## [SUPPLIED ENTRIES]

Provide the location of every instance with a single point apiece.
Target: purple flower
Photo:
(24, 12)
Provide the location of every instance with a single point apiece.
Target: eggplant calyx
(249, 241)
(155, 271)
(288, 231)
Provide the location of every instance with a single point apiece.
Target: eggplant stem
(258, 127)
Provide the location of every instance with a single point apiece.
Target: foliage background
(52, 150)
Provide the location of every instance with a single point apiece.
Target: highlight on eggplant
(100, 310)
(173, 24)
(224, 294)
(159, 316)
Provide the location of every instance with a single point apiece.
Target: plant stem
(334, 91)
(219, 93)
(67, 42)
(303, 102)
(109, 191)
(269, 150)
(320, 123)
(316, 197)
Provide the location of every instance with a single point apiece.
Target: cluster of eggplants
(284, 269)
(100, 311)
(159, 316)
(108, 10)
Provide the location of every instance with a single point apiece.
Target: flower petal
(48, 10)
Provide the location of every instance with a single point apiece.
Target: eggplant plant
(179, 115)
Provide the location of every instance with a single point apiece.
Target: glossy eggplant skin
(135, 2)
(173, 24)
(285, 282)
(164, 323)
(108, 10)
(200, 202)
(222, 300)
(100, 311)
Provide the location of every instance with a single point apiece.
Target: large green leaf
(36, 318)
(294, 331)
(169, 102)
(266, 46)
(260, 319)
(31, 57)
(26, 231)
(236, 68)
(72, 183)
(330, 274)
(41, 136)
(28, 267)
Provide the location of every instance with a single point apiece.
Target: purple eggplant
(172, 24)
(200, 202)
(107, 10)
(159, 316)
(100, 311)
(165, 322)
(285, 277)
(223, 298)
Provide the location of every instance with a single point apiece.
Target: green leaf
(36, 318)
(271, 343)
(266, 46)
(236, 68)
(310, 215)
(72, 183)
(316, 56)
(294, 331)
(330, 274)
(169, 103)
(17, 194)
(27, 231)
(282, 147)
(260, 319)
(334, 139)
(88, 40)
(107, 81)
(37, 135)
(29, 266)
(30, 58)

## [TASK TO COMPLETE]
A verbatim copy of every record is what you should return.

## [TASK OUTPUT]
Provide the location of every instance with a single point apiece.
Target: purple flower
Photo:
(24, 12)
Provide the location of every instance with a single point apiece.
Target: eggplant calyx
(249, 241)
(155, 271)
(288, 231)
Provide the location of every instance with a single point apiece.
Target: eggplant stem
(258, 127)
Provide the location of every instance with a single point apiece.
Target: foliage background
(52, 150)
Provide the location of every instance with a single point apiece.
Target: highlight on eggplant
(100, 310)
(173, 24)
(224, 294)
(159, 316)
Provide the location of every instance with a single point apiece.
Target: plant stem
(334, 91)
(219, 93)
(67, 42)
(303, 102)
(109, 191)
(269, 150)
(320, 123)
(316, 197)
Provide the location of every instance with a single point apiece.
Target: cluster of eggplants
(284, 269)
(100, 311)
(159, 316)
(108, 10)
Provide the location of every instance with a single point apiece.
Target: flower petal
(48, 10)
Provide the location of every instance with a single point apiece.
Target: eggplant plant
(179, 115)
Provide the location of every instance with a single point apiece.
Target: glossy eggplant skin
(135, 2)
(173, 24)
(285, 282)
(164, 323)
(108, 10)
(200, 202)
(222, 300)
(100, 311)
Provide the location of every instance with a single point apiece.
Target: large green leaf
(36, 318)
(294, 331)
(169, 102)
(266, 46)
(260, 319)
(31, 57)
(26, 231)
(236, 68)
(72, 183)
(330, 274)
(41, 136)
(28, 267)
Provide the location of every instance with a single point apiece.
Target: purple eggplant
(172, 24)
(200, 202)
(107, 10)
(159, 316)
(100, 311)
(165, 322)
(285, 277)
(223, 298)
Provide the location of every instance with a single point apiece.
Target: green leaf
(36, 318)
(271, 343)
(266, 46)
(236, 68)
(310, 215)
(72, 183)
(316, 56)
(294, 331)
(330, 274)
(169, 103)
(17, 194)
(27, 231)
(282, 147)
(260, 319)
(334, 139)
(88, 40)
(107, 81)
(37, 135)
(29, 266)
(30, 58)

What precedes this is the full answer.